## Given passage
Our paper A Model-Driven Approach for Developing Families of Reinforcement Learning Environments, co-authored with my fantastic PhD student, Xiaoran (Sharon) Liu has been accepted for the ACM/IEEE 29th International Conference on Model Driven Engineering Languages and Systems (MODELS).
MODELS is a CORE A-ranked conference, the flagship event of the model-driven engineering community. It is always an honor and a special kind of joy to have a manuscript accepted here. I’m especially happy for Sharon’s success as this is an important piece in her doctoral research roadmap. Sharon has been working on the principled engineering of reinforcement learning, and this is her second CORE A-ranked publication this year alone: earlier this year, Sharon published about her reference architecture of reinforcement learning environments at ICSA’26. Our approach fosters better generalization of RL agents while keeping the RL lifecycle under rigorous engineering control.
Tentative preprint available here: https://arxiv.org/abs/2606.20324. (Content subject to minor changes for the camera-ready version.)
Abstract. Virtual training environments are software-intensive systems in which reinforcement learning (RL) agents learn, adapt, and demonstrate meaningful behavior. Virtual training environments offer a safe and cost-efficient alternative to training agents in real-world settings. However, to converge, most realistic RL problems require training in multiple, mostly similar but slightly different environments—i.e., families of environment variants. The typical development process of environment families is a labor-intensive and error-prone manual endeavor that does not scale well. To alleviate these issues, in this paper, we propose a model-driven approach for developing families of RL training environments. To obtain the family of environments, we develop an approach and prototype tool. In our approach, a hybrid genetic algorithm—a combination of population-based global search and heuristic local search—generates environment families. Mutations and constraints are expressed as model transformations and are operationalized into a search process by a state-of-the-art model transformation engine. We demonstrate the soundness of our approach in a wildfire mitigation scenario and curriculum learning—a particular learning paradigm that relies on environment families.

Source records
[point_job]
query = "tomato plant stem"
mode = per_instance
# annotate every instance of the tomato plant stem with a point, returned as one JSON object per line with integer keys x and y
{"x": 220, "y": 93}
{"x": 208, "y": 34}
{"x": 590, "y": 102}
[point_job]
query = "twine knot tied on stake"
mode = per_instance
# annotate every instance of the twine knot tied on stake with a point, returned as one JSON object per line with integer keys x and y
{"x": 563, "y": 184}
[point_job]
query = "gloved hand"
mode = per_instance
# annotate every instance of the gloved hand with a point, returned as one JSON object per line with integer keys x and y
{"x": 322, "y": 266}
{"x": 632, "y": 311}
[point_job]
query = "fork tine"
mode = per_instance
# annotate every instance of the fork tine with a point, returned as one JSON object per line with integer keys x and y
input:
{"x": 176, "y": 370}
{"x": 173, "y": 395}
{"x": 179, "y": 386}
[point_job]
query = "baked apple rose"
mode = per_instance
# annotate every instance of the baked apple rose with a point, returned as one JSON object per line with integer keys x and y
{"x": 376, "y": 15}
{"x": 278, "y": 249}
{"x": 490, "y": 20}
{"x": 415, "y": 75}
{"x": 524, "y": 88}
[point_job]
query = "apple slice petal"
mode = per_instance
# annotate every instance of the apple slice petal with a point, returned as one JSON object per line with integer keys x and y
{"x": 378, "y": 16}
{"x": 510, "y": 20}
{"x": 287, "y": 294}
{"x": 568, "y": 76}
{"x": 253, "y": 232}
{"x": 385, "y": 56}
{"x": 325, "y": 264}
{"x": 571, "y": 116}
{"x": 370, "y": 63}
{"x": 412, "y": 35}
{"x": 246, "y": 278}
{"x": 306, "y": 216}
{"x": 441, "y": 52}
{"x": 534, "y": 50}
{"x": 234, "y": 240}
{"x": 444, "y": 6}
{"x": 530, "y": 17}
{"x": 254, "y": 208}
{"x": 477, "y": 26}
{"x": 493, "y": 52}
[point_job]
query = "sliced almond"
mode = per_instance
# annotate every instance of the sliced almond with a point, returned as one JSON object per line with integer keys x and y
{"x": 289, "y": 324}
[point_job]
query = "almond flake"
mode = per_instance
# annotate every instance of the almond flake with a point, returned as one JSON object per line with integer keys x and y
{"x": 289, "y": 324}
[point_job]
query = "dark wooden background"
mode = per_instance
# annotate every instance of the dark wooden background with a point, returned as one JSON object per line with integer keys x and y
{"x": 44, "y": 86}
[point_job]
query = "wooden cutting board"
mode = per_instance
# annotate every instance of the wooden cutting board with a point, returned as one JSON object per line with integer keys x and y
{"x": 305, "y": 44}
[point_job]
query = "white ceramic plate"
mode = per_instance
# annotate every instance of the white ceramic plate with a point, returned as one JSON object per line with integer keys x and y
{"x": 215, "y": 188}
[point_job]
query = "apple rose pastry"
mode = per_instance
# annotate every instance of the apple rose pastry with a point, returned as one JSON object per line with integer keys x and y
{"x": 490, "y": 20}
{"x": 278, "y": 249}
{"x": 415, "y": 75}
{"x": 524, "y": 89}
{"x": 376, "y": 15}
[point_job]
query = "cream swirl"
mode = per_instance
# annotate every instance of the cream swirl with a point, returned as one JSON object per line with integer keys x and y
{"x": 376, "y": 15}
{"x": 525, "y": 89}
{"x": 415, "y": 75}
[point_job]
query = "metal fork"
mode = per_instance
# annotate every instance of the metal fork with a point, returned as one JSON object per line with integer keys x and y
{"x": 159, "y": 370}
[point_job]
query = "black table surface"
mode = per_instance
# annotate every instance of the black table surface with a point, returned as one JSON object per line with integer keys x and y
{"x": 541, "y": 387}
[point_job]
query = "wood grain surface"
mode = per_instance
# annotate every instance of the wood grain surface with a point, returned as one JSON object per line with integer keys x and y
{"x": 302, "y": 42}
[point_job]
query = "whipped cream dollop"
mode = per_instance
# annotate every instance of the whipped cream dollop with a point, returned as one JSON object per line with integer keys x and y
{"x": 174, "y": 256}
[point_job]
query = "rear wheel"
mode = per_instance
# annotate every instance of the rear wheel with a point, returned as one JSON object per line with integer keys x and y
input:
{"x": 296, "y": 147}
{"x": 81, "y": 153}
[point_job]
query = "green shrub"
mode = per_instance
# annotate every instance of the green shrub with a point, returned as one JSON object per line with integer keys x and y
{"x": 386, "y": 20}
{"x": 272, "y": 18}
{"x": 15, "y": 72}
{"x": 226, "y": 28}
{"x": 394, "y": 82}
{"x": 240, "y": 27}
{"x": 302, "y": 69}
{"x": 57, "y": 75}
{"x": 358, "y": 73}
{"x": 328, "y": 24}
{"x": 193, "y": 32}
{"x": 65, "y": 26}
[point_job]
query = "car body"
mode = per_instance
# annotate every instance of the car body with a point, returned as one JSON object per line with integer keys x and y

## What to work on
A. Transcribe the portion of the paper announcement between "Our paper A" and "and Systems (MODELS).", inclusive.
B. According to the paper announcement, what generates environment families in the proposed approach?

## Task answers
A.
Our paper A Model-Driven Approach for Developing Families of Reinforcement Learning Environments, co-authored with my fantastic PhD student, Xiaoran (Sharon) Liu has been accepted for the ACM/IEEE 29th International Conference on Model Driven Engineering Languages and Systems (MODELS).

B. A hybrid genetic algorithm, combining population-based global search and heuristic local search, generates them.